After the ping and the reply, I send a 22 byte packet shown below:
This looks like a parameter statement “SET @a4 = “3018“. Hmm. Not sure about that yet, but from the Wireshark data we see that not only do we have to suffer through the 5 byte ping and the 11 byte response from the cloud MySQL but after our teaspoon of data (22 bytes in flight) we send another 5 byte ping and have to wait for the response.
Next, we send the 33 byte packet:
This has a little more meaningful data and looks like a datetime stamp. Ugh. Now after searching through the CSV for 3018 and the datetime value we can determine that the client portion of the program is sending the data ONE CELL AT A TIME–are you kidding me! One cell of data at a time.
A little more math. Number of cells per row is 13 and we have ~466k rows which is about 6,058,000 cells (i.e., teaspoons) of data. Remember too that in between each cell, we need to send a MySQL Ping and wait for the response. This means that to send a CSV value (i.e., a cell in the document) we use 4 packets (1-Ping, 2-Ack, 3-Cell data, 4-Ack). A quick calculation shows that the number of packets I will have to use to move the data to the server is 4 x 6,058,000 which equals 24,232,000 packets. WOW!
Ok. I did not set out to rant about MySQL table import wizard, but in all honesty, I did expect better performance as I am sure there are plenty of people that have suffered through what I just showcased for you and did not know they could do anything different. I am not a GUI person and maybe someone will point out that there are a million ways I could tune the import wizard to make it faster, however, that would have not let me write this post! But seriously, out of the box, this is undesirable behavior for any more than a few dozen rows of data.
Luckily, there are always other ways to do things as my colleague Jonathan suggested. He said to move the file to the server first to avoid the network latency which I did. On top of that I went back to the trusty command line (when in doubt, command line always beats GUI). To be fair to MySQL Workbench, I need to test speeds when both data and server are on the same box. I already spent too much time getting the rows in there that I will leave that for another day. To the rescue is the command line utility mysqlimport.
So, next I ftp’d the file to server (took about 30 seconds).

-- WORK TASK --
According to the MySQL import text, how many packets are used to send a single CSV cell to the server? The material that comes next is from a different source.

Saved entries
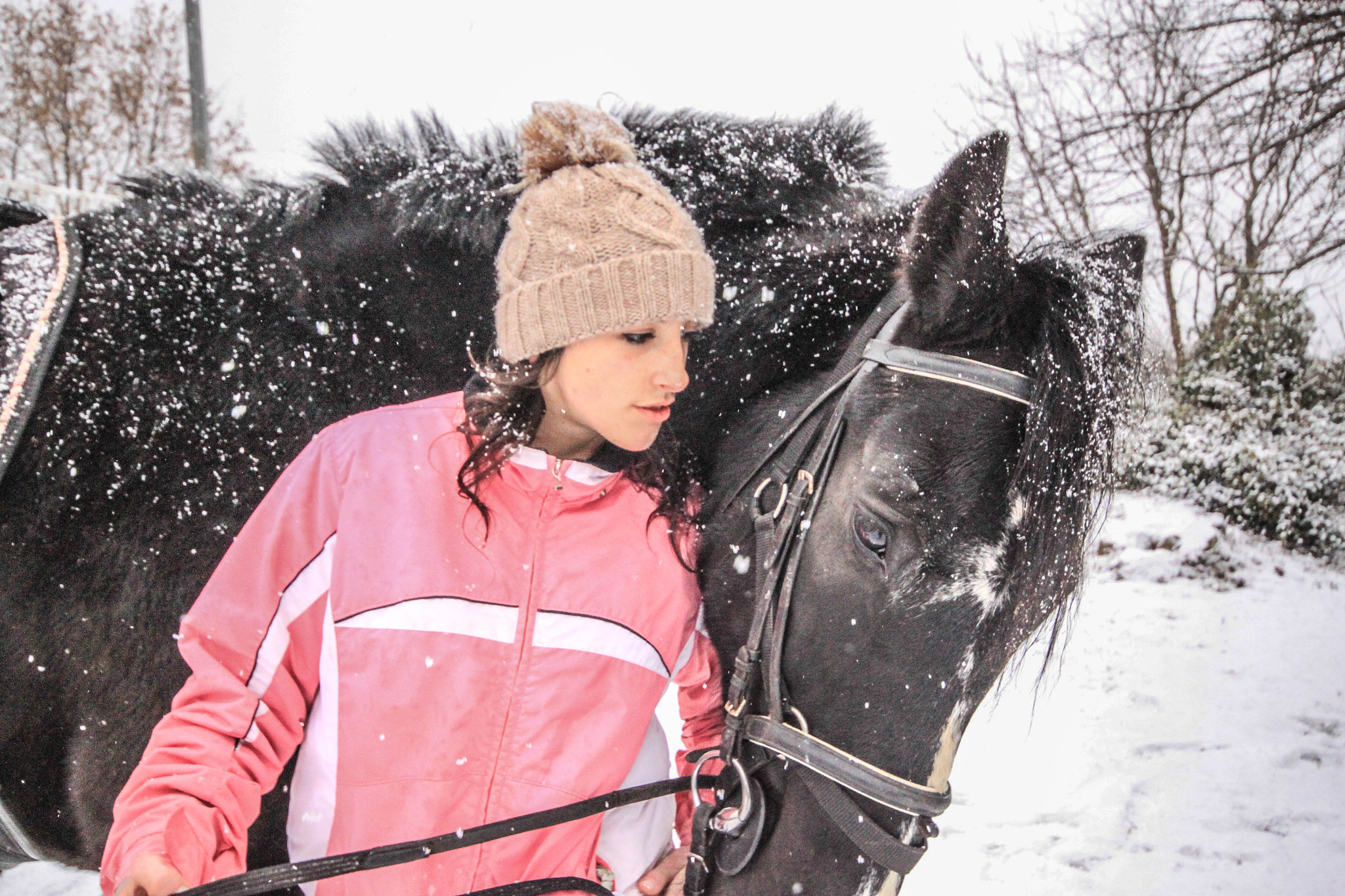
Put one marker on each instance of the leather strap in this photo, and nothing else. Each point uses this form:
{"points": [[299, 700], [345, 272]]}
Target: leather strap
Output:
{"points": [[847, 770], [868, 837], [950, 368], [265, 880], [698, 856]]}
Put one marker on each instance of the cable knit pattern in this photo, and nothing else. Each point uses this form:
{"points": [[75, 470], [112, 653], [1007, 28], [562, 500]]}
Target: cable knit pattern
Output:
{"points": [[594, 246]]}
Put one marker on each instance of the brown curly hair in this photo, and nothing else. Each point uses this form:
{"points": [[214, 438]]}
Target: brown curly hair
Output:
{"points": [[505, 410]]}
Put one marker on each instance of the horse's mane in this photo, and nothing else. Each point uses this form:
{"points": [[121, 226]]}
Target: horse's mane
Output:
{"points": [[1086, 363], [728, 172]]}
--
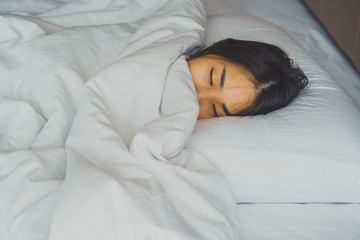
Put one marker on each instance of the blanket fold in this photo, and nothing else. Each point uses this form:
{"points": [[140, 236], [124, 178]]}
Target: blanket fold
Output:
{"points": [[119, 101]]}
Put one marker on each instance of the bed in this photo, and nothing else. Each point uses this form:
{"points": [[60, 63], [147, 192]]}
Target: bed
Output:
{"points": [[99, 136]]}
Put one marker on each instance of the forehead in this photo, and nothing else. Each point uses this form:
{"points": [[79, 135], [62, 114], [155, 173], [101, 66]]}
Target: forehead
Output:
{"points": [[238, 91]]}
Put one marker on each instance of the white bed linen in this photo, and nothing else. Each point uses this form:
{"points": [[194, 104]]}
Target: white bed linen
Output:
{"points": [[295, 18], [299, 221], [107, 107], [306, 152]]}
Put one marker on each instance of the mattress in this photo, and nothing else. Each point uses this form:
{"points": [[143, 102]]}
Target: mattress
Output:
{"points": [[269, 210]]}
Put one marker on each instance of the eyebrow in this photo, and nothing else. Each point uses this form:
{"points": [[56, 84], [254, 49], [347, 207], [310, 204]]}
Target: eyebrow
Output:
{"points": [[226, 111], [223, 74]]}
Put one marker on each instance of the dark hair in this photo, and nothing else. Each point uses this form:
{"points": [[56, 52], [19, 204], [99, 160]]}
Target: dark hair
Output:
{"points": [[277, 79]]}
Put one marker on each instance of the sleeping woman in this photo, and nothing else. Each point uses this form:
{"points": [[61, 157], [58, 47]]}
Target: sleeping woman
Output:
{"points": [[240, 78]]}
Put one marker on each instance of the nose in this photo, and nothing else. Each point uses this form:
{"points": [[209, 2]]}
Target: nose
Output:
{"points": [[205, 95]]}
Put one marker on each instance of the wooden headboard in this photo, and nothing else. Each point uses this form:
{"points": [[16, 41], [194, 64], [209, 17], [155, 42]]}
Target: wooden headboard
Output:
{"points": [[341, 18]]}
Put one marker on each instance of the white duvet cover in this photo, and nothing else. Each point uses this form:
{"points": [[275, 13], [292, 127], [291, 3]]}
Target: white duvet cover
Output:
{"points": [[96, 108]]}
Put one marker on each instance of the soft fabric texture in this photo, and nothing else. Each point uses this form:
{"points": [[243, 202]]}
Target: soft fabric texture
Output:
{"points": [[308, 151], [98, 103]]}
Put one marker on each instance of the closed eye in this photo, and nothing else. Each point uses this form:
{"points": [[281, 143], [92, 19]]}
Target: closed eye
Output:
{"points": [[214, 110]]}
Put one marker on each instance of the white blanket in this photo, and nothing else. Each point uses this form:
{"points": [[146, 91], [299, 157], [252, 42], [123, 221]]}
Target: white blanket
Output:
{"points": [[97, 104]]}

-- SOLUTION --
Four packets: a ping, an ack, the cell data, and another ack.